Output every line of the material below as a JSON list of strings, one string per line, skipping blank lines. Leave the pictures out.

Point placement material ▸
>> START

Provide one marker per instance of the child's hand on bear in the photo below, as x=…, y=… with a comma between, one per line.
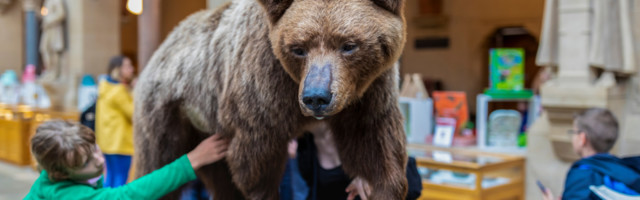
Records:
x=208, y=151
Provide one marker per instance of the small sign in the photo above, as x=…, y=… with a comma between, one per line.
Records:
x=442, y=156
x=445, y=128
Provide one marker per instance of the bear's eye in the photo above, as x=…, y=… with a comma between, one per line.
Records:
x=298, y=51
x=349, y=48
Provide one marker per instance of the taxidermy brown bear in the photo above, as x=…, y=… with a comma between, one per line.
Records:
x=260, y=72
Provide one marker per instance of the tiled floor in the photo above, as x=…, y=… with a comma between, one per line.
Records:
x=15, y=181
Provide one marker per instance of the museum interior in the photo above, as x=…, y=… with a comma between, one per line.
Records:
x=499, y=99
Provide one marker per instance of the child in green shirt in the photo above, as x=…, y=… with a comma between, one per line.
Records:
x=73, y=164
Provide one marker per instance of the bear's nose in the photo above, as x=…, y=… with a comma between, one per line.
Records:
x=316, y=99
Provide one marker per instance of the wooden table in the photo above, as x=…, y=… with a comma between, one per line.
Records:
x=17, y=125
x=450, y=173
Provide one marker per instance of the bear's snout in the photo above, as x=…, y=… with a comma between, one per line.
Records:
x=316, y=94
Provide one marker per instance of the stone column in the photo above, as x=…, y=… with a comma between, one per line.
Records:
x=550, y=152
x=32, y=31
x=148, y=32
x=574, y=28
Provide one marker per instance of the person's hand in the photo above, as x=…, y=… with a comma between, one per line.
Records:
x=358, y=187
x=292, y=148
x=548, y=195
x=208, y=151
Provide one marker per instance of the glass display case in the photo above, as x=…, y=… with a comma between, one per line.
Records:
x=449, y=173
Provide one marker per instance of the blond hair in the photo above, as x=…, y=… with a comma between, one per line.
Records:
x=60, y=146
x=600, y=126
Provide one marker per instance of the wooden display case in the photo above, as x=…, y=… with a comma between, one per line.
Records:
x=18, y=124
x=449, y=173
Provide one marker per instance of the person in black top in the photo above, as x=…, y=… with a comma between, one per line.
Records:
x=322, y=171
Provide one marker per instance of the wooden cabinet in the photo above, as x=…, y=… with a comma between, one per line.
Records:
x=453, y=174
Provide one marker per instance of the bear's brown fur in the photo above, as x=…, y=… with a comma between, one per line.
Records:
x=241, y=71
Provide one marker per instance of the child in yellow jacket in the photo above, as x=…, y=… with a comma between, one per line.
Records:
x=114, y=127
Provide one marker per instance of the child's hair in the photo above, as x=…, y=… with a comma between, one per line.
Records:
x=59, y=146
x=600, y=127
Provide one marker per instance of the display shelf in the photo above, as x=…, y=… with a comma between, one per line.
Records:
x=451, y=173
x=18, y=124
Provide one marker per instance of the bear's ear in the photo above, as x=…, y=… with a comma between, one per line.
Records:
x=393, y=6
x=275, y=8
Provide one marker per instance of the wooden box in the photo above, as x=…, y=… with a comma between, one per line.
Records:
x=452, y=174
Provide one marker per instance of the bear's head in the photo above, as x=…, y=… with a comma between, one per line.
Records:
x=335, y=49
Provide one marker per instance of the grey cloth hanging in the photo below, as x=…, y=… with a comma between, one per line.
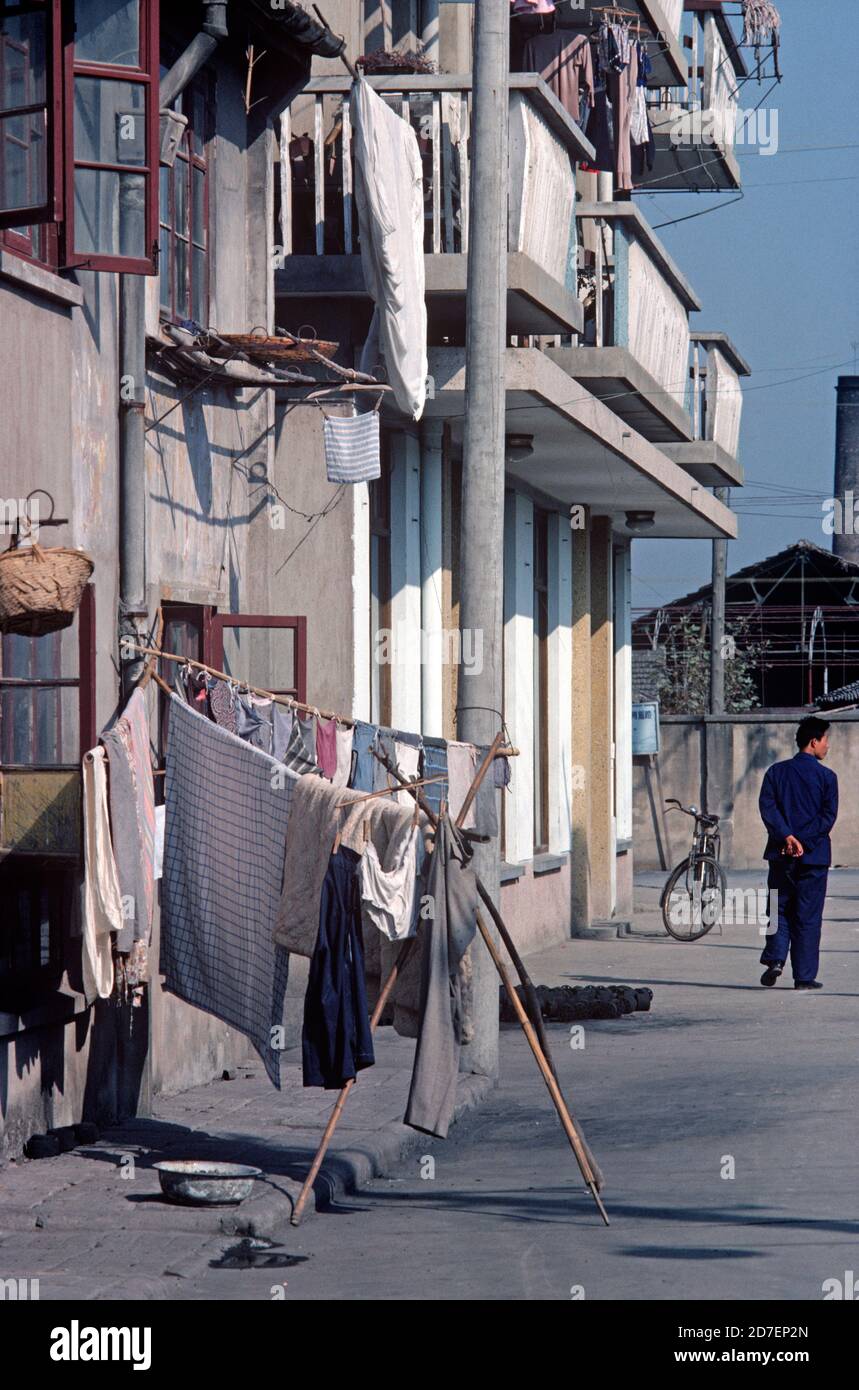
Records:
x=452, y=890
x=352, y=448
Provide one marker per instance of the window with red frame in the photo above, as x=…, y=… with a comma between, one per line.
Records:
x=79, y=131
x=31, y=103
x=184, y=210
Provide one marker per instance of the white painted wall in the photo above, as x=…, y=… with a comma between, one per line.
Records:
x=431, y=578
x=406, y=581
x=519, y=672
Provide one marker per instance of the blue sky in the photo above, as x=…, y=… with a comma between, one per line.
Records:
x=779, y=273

>> END

Output for this exercise ▸
[
  "Provide one marker per instance of the child's hand on bear in the photo below, as x=…, y=… with a comma between, one per line.",
  "Records:",
  "x=208, y=151",
  "Provide one marker per instance of the small sign in the photo above, as x=…, y=… with a comma between, one per line.",
  "Records:",
  "x=442, y=156",
  "x=445, y=128",
  "Provide one marker per instance of the bear's eye in the photo above, as x=…, y=… with a comma between, one per line.",
  "Records:",
  "x=298, y=51",
  "x=349, y=48",
  "Provide one marker per instance of the taxidermy brown bear in the photo above, as x=…, y=… with a comma between, one per line.",
  "Records:",
  "x=260, y=72",
  "Provide one marker per instance of the tiled floor in the photo above, as x=…, y=… with a comma between, one per line.",
  "Records:",
  "x=15, y=181",
  "Provide one marker per instance of the museum interior in the photo above, as x=…, y=… with a comma between, one per line.",
  "Records:",
  "x=499, y=99",
  "Provide one marker per instance of the child in green shirt in the photo above, as x=…, y=… with a comma between, one per line.",
  "Records:",
  "x=73, y=164",
  "Provide one marker per instance of the bear's nose in the photo above, as x=…, y=… with a comma between, one per line.",
  "Records:",
  "x=316, y=99",
  "Provide one marker per instance of the wooden table in the photo above, as x=…, y=… with a comma between, one per line.",
  "Records:",
  "x=17, y=125",
  "x=450, y=173",
  "Provide one marker per instance of the bear's snout in the photo above, as x=…, y=… with a comma between, one per line.",
  "Records:",
  "x=316, y=94",
  "Provide one marker per instance of the stone column in the photo above, as x=…, y=… with a comma between, one per line.",
  "Records:",
  "x=550, y=152",
  "x=32, y=31",
  "x=148, y=32",
  "x=574, y=28",
  "Provide one marker per instance of the person's hand in the photo above, as x=…, y=… with a comma between, one per line.",
  "Records:",
  "x=358, y=187",
  "x=292, y=148",
  "x=548, y=195",
  "x=208, y=151",
  "Provide one marker per instance of the glass display case in the photo above, as x=…, y=… with a comma between, one per line.",
  "Records:",
  "x=449, y=173",
  "Provide one marker per instance of the blond hair in the photo above, as x=…, y=… with a comma between, one per line.",
  "Records:",
  "x=60, y=146",
  "x=600, y=126",
  "Provide one marker per instance of the wooden display case in the photo above, as x=…, y=… with a comma between, one per line.",
  "Records:",
  "x=18, y=124",
  "x=449, y=173",
  "Provide one marker per instance of the person in black top in the photo above, as x=…, y=… with a comma between, one per line.",
  "Records:",
  "x=322, y=171",
  "Provide one marker per instance of the wooden cabinet in the photo above, as x=…, y=… with a comma between, one per line.",
  "Records:",
  "x=453, y=174",
  "Provide one marker per instance of the bear's brown fur in the photo above, as x=…, y=… with a comma between, one per line.",
  "Records:",
  "x=241, y=71",
  "Provide one marker per instance of the child in yellow jacket in the photo above, as x=…, y=… with a comma between, one per line.",
  "Records:",
  "x=114, y=127",
  "Provide one marker per instance of the child's hair in the photo above, as x=…, y=… with a comma between, one per line.",
  "Records:",
  "x=59, y=146",
  "x=600, y=127",
  "Provide one marker per instance of the display shelf in the photo above, as x=…, y=… with a comma between, one per line.",
  "Records:",
  "x=451, y=173",
  "x=18, y=124",
  "Provide one marker per instance of the bear's ear in the photo above, as x=…, y=… with a comma between, one per line.",
  "Records:",
  "x=393, y=6",
  "x=275, y=8",
  "Provide one marker per instance of the wooden box in the photo above, as x=…, y=… with a comma between, one per line.",
  "Records:",
  "x=452, y=174",
  "Provide one marker per instance of the bear's head in the photo above, as x=…, y=… with a comma between, one per line.",
  "Records:",
  "x=335, y=49",
  "Provide one marker per instance of the grey cloth hanging in the photo below, as x=…, y=… with a comma between, one per line.",
  "Records:",
  "x=452, y=890",
  "x=352, y=448",
  "Provide one marker per instance of the window with red frame in the photo above, as x=…, y=… with a comma between, one per line.",
  "Records:",
  "x=79, y=131",
  "x=31, y=103",
  "x=184, y=210",
  "Provide one marker per instance of the white painted wall in the photo above, as x=…, y=… with a comma between, one per line.",
  "Records:",
  "x=431, y=578",
  "x=406, y=581",
  "x=519, y=672",
  "Provide one marker per instance of the blue sky in the photo above, as x=…, y=… with a comma between, one per line.",
  "Records:",
  "x=779, y=273"
]